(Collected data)
-*-*-
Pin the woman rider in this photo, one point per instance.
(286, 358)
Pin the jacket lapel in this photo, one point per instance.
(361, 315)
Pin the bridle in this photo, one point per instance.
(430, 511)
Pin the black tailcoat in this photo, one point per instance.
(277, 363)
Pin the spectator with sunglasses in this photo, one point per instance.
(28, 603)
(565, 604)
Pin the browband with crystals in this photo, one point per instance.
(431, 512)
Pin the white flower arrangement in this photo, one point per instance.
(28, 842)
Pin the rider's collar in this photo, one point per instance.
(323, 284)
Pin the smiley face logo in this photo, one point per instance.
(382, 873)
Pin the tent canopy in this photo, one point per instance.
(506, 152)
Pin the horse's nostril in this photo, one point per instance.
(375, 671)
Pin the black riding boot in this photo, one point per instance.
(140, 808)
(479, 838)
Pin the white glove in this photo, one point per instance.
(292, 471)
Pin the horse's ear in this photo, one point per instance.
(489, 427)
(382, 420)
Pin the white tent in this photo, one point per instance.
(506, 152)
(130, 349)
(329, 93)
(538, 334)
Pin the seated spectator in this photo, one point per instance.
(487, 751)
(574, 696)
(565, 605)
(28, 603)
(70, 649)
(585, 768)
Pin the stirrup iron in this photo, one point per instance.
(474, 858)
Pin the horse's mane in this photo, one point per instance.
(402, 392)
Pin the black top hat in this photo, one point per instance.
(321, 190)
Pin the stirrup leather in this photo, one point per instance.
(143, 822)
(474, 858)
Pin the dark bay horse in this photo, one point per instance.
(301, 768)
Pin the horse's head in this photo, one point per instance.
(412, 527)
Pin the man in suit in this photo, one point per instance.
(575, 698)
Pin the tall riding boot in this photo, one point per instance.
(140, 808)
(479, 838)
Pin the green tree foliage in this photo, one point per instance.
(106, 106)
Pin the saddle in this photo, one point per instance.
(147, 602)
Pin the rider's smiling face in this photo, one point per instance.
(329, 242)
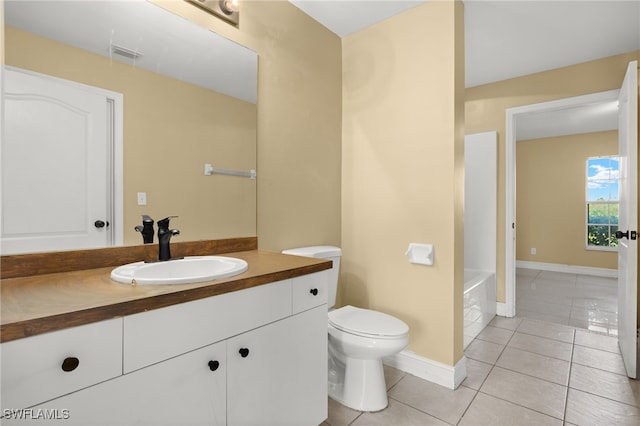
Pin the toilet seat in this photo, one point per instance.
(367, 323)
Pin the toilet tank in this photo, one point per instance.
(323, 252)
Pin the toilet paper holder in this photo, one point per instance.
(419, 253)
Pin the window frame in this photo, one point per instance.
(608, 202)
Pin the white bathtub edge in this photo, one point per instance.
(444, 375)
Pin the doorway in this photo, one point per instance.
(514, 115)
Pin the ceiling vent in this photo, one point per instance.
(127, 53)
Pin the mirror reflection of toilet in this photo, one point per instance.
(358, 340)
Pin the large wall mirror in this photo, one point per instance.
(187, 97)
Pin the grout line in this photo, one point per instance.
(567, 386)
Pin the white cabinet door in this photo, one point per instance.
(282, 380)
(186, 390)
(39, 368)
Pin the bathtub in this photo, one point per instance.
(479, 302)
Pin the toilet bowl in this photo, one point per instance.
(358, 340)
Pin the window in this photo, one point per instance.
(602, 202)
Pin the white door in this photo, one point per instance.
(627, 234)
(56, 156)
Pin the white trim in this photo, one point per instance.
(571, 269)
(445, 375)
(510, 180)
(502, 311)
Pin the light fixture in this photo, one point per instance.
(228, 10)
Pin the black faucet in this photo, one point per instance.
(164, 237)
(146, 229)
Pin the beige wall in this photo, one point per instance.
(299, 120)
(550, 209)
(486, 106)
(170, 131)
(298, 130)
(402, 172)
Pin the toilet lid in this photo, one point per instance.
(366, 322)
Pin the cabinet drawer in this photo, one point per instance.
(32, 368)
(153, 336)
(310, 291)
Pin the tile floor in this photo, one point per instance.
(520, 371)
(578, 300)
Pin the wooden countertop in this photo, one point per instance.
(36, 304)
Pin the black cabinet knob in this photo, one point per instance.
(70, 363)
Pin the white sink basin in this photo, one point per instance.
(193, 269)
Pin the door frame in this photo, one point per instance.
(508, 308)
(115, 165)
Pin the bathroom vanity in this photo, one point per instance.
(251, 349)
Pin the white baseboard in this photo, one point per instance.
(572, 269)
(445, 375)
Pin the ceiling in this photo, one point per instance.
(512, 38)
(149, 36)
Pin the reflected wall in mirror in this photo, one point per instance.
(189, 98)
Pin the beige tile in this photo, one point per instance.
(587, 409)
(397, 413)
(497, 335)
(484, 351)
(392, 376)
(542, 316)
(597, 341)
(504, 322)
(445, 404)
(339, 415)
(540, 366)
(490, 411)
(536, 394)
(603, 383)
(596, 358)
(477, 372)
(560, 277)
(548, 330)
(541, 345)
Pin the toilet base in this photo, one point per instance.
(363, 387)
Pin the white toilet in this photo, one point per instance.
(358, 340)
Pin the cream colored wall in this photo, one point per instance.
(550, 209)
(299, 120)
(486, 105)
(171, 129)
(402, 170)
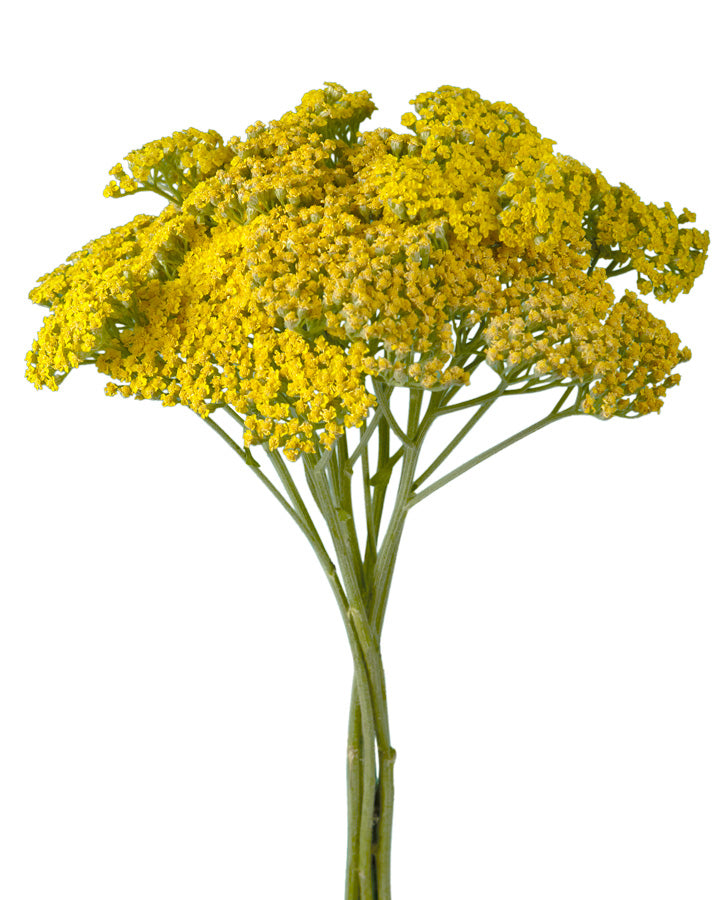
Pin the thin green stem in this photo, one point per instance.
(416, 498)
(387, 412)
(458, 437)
-*-*-
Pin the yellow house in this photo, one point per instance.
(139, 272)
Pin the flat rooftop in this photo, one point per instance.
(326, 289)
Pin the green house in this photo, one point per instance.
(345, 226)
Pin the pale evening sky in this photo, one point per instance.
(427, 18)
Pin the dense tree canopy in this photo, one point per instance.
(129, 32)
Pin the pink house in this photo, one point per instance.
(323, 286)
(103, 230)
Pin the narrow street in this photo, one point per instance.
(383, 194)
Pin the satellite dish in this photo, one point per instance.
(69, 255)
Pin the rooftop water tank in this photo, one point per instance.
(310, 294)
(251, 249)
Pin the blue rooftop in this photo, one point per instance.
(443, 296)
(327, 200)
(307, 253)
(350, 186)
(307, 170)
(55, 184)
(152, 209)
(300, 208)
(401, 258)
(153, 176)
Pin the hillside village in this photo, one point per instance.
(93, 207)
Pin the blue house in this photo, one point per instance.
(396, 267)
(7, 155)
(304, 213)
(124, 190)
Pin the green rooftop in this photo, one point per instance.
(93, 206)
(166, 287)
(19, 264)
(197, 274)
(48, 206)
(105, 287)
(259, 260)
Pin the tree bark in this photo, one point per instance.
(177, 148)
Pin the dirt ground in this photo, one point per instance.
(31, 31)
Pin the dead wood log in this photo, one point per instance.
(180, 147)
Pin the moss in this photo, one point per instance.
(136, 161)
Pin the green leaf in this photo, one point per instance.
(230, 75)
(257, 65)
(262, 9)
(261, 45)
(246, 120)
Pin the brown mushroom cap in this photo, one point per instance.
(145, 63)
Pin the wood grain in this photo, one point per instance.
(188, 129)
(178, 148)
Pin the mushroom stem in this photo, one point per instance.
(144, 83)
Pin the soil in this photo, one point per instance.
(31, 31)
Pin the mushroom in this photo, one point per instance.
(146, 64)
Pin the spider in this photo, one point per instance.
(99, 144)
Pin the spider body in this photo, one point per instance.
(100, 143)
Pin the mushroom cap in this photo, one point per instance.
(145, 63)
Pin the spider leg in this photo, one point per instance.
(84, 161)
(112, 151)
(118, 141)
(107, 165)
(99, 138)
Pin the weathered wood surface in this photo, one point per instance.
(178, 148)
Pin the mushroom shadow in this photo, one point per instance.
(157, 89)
-*-*-
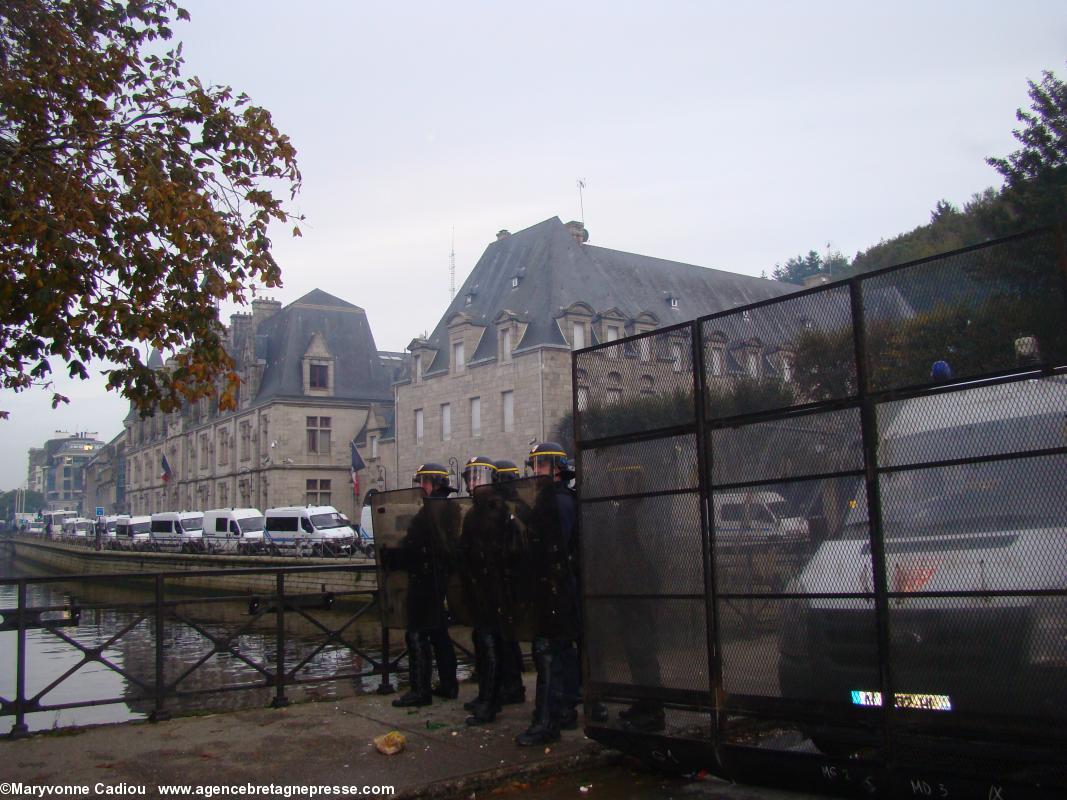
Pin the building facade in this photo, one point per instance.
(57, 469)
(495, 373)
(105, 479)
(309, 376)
-*-*-
- [STATED GOAL] Find each line of the data that contains the word "cabinet" and copy it out in full. Case counts.

- [RESULT FOR THIS EXERCISE]
Pin the white cabinet door in this photo, one point per instance.
Pin the cabinet drawer in this photo, one point per instance.
Pin the black cabinet knob in this photo, one point per instance.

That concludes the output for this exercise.